TEXT UNDER STUDY >>
————

Domhoff, a research professor in psychology and sociology who studies theories of power, wrote in 2005 an essay entitled There Are No Conspiracies.
He says that for this theory to be true it required several "wealthy
and highly educated people" to do things that don't "fit with what we
know about power structures". Claims that this will happen goes back
decades and have always been proved wrong.
Partridge, a contributing editor to the global affairs magazine Diplomatic Courier, wrote a 2008 article entitled One World Government: Conspiracy Theory or Inevitable Future?
He says that if anything nationalism, which is the opposite of a global
government, is rising. He also says that attempts at creating global
governments or global agreements "have been categorical failures" and
where "supranational governance exist they are noted for their
bureaucracy and inefficiency."
Although some cultural critics see superconspiracy theories about a New World Order as "postmodern metanarratives"
that may be politically empowering, a way of giving ordinary people a
narrative structure with which to question what they see around them,
skeptics argue that conspiracism leads people into cynicism, convoluted
thinking, and a tendency to feel it is hopeless even as they denounce
the alleged conspirators.
Alexander Zaitchik from the Southern Poverty Law Center
wrote a report titled "'Patriot' Paranoia: A Look at the Top Ten
Conspiracy Theories", in which he personally condemns such conspiracies
as an effort of the radical right to undermine society.
Concerned that the improvisational millennialism of most conspiracy theories about a New World Order might motivate lone wolves to engage in leaderless resistance leading to domestic terrorist incidents like the Oklahoma City bombing,
Barkun writes that "the danger lies less in such beliefs themselves
... than in the behavior they might stimulate or justify" and warns
"should they believe that the prophesied evil day had in fact arrived,
their behavior would become far more difficult to predict."

————

Natural-language object grounding data
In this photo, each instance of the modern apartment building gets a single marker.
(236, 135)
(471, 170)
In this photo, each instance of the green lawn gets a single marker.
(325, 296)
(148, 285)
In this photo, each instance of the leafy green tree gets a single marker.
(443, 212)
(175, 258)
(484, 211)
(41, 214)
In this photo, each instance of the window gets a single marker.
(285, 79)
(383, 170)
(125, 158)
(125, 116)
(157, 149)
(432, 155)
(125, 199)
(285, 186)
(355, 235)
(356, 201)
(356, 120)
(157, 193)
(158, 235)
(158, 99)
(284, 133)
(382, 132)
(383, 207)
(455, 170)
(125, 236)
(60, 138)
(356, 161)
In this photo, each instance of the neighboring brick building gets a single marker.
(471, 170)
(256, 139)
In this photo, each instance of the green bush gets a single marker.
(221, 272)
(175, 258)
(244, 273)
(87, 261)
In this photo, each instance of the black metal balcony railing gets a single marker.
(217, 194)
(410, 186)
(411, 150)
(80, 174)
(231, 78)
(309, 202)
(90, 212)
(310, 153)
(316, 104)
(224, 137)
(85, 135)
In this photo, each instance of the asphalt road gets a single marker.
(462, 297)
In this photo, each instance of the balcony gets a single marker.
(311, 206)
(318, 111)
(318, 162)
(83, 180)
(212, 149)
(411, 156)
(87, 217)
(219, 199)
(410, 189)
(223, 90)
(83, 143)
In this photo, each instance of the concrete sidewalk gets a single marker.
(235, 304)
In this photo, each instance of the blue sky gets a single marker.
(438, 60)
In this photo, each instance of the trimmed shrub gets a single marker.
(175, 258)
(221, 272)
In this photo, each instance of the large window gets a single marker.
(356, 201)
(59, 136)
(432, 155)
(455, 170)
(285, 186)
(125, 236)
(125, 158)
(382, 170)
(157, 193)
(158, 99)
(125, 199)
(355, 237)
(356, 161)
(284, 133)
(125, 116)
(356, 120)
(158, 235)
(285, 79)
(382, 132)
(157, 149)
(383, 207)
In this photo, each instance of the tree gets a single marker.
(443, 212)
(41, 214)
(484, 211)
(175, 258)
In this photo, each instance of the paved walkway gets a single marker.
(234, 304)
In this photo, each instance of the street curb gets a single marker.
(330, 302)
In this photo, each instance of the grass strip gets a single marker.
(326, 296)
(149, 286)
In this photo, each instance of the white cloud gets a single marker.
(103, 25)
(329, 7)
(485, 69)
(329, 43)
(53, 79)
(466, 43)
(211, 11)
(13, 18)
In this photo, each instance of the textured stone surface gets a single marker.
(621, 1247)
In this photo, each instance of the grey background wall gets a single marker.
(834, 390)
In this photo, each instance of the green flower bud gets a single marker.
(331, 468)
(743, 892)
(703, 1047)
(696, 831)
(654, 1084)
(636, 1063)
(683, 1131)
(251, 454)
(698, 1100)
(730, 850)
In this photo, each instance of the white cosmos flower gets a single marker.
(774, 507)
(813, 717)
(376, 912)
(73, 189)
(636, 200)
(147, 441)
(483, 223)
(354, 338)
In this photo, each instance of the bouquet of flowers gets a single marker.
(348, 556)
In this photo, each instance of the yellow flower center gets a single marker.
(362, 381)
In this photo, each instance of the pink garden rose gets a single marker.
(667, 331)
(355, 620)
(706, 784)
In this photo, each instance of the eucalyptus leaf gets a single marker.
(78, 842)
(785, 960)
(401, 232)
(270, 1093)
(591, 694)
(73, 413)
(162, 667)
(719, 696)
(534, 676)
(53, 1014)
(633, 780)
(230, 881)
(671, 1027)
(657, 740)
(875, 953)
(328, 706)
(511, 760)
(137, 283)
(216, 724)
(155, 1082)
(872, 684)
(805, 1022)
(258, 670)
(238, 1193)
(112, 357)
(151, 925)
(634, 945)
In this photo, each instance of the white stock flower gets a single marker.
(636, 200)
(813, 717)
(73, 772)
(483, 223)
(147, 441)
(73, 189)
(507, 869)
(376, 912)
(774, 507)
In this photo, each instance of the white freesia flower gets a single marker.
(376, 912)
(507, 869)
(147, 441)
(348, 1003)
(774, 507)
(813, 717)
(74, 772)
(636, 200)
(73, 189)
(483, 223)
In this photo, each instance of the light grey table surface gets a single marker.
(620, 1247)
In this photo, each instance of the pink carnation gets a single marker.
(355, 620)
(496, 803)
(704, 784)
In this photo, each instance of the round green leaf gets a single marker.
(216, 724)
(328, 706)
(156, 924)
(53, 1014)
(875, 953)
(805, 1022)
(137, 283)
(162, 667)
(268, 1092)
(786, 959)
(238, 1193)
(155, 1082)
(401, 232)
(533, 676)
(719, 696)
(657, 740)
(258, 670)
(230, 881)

————

WORK REQUEST 1 >> In the text on New World Order conspiracy theories, what is the title of the essay Domhoff wrote in 2005?
WORK REQUEST 2 >> Pick up the text on New World Order conspiracy theories after its last sentence and continue it.

WRITTEN ANSWER 1 >> There Are No Conspiracies

WRITTEN ANSWER 2 >>
Warning of the threat to American democracy posed by right-wing populist movements led by demagogues who mobilize support for mob rule or even a fascist
revolution by exploiting the fear of conspiracies, Berlet writes that
"Right-wing populist movements can cause serious damage to a society
because they often popularize xenophobia, authoritarianism,
scapegoating, and conspiracism. This can lure mainstream politicians to
adopt these themes to attract voters, legitimize acts of discrimination
(or even violence), and open the door for revolutionary right-wing
populist movements, such as fascism, to recruit from the reformist
populist movements."
Hughes, a professor of religion, warns that no religious idea has
greater potential for shaping global politics in profoundly negative
ways than "the new world order". He writes in a February 2011 article
entitled Revelation, Revolutions, and the Tyrannical New World Order
that "the crucial piece of this puzzle is the identity of the
Antichrist, the tyrannical figure who both leads and inspires the new
world order". This has in turn been the Soviet Union and the Arab world.
He says that inspires believers to "welcome war with the Islamic world"
and opens the door to nuclear holocaust."
Criticisms of New World Order conspiracy theorists also come from
within their own community. Despite believing themselves to be "freedom fighters", many right-wing populist conspiracy theorists hold views that are incompatible with their professed libertarianism, such as dominionism, white supremacism, and even eliminationism. This paradox has led Icke, who argues that Christian Patriots are the only Americans who understand the truth about the New World Order (which he believes is controlled by a race of reptilians
known as the "Babylonian Brotherhood"), to reportedly tell a Christian
Patriot group, "I don't know which I dislike more, the world controlled
by the Brotherhood, or the one you want to replace it with."